Work task
In the listing below, find the line that contains "Target: yellow flower arrangement" and the line that contains "Target: hardwood floor". Quote both and every line between them, exactly, and nothing more.

Source data START

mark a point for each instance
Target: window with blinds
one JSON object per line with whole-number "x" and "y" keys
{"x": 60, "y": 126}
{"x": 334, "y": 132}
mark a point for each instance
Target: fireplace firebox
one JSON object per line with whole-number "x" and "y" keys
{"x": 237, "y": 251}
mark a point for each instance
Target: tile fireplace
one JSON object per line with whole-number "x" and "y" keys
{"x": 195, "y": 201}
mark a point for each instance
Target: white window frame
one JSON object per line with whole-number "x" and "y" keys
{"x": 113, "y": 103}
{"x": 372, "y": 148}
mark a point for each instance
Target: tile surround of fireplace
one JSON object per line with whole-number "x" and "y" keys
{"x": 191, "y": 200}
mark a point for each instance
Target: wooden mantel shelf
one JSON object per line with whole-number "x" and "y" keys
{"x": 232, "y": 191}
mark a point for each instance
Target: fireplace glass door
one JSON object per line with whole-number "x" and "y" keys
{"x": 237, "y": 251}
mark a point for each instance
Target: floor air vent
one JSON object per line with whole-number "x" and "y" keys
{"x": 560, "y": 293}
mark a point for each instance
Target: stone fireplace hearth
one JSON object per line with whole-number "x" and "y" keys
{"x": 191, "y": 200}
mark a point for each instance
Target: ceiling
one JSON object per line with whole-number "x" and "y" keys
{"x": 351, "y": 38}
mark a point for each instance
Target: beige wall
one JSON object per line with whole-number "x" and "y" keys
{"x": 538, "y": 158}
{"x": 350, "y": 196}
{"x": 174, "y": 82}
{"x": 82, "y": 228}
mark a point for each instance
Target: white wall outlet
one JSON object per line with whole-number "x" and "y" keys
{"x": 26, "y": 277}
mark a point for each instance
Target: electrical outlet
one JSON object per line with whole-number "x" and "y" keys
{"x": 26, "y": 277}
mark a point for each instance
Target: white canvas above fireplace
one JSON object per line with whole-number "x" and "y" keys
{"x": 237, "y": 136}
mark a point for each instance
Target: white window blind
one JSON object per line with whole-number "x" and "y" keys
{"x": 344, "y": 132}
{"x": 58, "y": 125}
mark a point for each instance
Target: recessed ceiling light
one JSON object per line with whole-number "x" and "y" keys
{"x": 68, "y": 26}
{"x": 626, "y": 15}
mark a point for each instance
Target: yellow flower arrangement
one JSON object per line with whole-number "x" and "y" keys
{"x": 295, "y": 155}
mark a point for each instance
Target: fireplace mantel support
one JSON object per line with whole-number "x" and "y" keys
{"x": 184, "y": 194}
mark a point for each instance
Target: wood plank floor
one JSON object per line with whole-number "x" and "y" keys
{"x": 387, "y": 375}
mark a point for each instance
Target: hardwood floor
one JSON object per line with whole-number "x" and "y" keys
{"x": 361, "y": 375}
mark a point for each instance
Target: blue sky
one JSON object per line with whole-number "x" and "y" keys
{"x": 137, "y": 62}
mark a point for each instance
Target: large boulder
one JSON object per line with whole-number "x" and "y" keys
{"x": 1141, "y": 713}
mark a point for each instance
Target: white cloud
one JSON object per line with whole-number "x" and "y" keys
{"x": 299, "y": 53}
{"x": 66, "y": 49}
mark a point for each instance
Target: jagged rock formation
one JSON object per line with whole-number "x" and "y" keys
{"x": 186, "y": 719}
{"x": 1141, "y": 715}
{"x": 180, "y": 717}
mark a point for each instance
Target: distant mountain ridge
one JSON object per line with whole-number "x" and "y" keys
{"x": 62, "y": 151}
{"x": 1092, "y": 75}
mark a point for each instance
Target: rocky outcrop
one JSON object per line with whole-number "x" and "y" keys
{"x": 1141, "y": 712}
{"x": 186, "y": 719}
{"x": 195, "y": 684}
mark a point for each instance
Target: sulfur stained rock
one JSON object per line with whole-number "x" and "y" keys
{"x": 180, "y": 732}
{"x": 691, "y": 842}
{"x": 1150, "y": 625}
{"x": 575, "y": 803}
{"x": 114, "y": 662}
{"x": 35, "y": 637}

Source data END

Answer to this exercise
Target: yellow flower arrangement
one JSON object per line with whole-number "x" and "y" keys
{"x": 295, "y": 155}
mark a point for each instance
Target: fireplace mantel support
one JSON object per line with whole-number "x" and "y" keys
{"x": 184, "y": 194}
mark a point for each instance
Target: wood plank floor
one JSON object per line with whole-number "x" and "y" keys
{"x": 387, "y": 375}
mark a point for each instance
Target: hardwood floor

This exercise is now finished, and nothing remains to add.